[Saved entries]
▶
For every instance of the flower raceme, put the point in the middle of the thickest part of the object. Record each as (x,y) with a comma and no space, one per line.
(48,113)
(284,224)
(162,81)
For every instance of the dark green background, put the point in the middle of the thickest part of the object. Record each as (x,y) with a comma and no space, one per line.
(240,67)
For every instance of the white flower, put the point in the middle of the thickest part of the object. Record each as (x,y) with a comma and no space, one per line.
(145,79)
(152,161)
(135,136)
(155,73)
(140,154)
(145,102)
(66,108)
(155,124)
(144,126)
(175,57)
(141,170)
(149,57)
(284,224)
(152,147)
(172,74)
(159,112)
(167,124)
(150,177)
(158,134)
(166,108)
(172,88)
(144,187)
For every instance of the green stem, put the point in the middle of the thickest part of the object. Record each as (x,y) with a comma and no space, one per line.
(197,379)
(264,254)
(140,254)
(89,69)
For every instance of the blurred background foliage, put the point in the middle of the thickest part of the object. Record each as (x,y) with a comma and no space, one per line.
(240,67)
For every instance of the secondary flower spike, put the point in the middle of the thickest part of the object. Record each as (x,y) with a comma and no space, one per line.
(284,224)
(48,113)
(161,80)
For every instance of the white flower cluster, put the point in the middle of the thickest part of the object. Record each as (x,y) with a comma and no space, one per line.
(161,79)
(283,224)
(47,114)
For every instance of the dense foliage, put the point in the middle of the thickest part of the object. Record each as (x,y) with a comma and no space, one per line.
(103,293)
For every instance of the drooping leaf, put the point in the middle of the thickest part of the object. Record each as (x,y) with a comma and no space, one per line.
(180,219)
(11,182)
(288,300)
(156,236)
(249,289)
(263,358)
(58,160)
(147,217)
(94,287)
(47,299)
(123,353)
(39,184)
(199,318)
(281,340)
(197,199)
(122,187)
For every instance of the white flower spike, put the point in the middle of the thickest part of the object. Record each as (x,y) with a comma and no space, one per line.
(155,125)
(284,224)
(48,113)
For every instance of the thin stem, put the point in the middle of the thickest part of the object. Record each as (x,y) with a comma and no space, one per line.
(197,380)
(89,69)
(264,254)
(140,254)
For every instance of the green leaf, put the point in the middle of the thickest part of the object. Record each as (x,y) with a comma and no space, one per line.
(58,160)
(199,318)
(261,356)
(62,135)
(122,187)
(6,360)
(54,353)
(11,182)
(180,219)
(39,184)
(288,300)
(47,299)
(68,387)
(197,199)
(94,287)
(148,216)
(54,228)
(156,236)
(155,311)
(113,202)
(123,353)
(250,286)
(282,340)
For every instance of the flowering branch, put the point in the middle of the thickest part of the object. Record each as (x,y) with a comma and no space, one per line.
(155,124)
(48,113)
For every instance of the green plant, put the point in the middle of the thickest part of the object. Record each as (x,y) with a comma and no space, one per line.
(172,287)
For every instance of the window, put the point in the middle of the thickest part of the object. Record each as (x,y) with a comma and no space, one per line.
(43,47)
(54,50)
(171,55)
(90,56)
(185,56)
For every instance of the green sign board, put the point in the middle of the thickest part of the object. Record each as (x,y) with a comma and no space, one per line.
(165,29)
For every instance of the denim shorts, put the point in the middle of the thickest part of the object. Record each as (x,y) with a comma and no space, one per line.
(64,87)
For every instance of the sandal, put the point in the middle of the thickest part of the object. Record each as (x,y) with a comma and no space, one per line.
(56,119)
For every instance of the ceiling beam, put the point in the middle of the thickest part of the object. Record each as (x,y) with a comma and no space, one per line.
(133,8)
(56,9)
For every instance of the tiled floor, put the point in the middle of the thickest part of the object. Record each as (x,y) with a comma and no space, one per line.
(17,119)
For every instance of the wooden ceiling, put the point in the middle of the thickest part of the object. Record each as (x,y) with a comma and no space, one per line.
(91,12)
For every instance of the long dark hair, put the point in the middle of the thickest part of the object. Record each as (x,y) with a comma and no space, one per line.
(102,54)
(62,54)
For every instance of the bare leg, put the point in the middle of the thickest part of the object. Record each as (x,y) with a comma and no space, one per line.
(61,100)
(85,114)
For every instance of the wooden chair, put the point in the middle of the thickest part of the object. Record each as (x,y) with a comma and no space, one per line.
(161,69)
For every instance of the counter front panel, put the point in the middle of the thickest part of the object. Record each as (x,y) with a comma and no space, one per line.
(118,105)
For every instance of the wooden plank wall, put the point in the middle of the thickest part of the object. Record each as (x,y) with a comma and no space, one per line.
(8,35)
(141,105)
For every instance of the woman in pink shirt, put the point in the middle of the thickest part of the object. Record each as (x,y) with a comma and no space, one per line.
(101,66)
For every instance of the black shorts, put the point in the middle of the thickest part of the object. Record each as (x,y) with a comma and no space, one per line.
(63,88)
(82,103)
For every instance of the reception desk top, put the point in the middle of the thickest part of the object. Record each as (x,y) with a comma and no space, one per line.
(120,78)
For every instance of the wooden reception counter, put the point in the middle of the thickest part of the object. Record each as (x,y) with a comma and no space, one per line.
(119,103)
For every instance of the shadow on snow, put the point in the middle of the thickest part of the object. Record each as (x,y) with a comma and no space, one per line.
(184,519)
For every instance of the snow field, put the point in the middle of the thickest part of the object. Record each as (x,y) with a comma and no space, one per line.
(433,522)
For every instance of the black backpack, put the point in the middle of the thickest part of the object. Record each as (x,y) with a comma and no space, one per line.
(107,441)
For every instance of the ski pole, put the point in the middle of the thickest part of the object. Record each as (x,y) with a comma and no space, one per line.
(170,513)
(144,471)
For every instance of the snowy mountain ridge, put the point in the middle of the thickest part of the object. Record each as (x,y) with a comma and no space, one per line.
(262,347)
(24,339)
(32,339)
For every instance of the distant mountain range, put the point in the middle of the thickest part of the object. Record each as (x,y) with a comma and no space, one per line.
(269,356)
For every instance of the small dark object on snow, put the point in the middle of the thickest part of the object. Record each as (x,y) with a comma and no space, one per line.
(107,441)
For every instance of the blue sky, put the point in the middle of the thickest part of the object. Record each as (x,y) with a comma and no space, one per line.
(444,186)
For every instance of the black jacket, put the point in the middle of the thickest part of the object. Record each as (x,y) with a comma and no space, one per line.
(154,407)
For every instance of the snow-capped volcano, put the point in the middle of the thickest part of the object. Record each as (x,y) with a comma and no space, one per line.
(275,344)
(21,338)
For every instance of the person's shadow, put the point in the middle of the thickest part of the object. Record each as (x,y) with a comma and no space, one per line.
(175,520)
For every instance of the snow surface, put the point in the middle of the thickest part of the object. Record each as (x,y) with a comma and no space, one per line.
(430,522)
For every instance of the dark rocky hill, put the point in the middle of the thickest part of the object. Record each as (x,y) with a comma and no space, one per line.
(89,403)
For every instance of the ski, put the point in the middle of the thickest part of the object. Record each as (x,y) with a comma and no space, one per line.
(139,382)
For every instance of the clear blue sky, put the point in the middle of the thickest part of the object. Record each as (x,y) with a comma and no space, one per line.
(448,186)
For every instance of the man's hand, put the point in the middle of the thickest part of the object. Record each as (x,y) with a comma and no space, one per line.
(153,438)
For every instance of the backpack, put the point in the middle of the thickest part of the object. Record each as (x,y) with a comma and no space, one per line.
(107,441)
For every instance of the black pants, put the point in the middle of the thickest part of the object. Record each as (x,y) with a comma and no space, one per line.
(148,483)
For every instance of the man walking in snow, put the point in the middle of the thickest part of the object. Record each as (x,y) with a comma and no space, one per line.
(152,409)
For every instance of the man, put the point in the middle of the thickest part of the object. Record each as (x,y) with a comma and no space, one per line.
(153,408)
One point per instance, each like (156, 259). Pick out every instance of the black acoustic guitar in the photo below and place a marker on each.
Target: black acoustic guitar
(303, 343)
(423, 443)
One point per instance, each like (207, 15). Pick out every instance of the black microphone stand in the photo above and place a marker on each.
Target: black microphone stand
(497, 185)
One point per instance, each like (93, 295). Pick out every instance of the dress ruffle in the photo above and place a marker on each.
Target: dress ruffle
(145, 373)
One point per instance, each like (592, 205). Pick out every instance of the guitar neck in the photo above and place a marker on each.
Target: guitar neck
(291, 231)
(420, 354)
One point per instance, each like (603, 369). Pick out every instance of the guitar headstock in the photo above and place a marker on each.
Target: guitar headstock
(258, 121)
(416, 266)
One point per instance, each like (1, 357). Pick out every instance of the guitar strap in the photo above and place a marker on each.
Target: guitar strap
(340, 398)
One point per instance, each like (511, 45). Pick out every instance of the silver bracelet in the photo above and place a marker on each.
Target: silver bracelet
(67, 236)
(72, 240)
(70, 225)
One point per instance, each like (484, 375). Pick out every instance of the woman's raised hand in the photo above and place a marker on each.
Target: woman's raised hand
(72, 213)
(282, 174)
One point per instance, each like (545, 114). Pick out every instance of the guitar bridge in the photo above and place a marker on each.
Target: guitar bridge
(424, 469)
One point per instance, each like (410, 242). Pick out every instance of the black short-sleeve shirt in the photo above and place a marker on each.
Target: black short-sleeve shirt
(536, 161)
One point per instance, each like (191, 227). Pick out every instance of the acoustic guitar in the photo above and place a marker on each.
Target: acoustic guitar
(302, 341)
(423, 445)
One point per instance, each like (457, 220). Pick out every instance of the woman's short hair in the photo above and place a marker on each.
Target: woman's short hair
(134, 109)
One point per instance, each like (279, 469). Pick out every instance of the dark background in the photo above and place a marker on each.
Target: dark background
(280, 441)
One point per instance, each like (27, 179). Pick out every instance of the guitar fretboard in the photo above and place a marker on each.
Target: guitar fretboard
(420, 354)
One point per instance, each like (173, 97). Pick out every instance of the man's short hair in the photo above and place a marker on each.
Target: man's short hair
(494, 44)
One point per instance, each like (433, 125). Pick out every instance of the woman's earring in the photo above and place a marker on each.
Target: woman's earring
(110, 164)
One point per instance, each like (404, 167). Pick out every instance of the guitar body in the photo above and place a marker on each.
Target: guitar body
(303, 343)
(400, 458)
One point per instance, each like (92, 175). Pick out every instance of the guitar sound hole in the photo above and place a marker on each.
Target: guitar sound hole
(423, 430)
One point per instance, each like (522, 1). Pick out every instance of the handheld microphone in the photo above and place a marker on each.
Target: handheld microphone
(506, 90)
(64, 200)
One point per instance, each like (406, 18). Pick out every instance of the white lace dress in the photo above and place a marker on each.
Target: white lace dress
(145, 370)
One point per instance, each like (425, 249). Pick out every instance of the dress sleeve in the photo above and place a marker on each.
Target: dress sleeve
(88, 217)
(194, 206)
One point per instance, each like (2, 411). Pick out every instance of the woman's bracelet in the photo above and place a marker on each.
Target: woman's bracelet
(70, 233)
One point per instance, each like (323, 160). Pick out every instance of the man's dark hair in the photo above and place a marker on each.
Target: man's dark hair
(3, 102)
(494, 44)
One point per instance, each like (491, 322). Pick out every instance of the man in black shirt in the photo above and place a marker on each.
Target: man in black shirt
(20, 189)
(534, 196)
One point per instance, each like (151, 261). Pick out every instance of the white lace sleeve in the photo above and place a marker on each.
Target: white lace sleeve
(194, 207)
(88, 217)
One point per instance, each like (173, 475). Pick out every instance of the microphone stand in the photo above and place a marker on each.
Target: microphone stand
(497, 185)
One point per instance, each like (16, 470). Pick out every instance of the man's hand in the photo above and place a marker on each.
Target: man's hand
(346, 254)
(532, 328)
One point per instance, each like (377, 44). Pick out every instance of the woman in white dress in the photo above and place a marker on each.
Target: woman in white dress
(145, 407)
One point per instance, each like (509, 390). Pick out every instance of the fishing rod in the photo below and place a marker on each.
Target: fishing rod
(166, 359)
◀
Now copy each line of the entries that mentions "below".

One point per instance, each like (156, 259). Pick out every instance of the black acoustic guitar in the photo below and place a marker on each.
One point per instance, each like (509, 390). Pick out every instance of the fishing rod in the photo below and place a marker on each.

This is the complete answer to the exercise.